◆ **What to do**: Nothing in the records may be left out or altered; reproduce them all exactly.

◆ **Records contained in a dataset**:

--- START ---

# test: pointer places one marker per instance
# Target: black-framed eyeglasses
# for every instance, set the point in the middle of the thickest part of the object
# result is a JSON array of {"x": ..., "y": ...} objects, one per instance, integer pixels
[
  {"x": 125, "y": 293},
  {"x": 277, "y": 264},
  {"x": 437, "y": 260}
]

--- END ---

◆ **Solution**:
# test: pointer places one marker per instance
# Target: black-framed eyeglasses
# for every instance, set the point in the middle of the thickest part of the object
# result is a JSON array of {"x": ..., "y": ...} objects, one per instance, integer pixels
[
  {"x": 125, "y": 293},
  {"x": 277, "y": 264},
  {"x": 437, "y": 260}
]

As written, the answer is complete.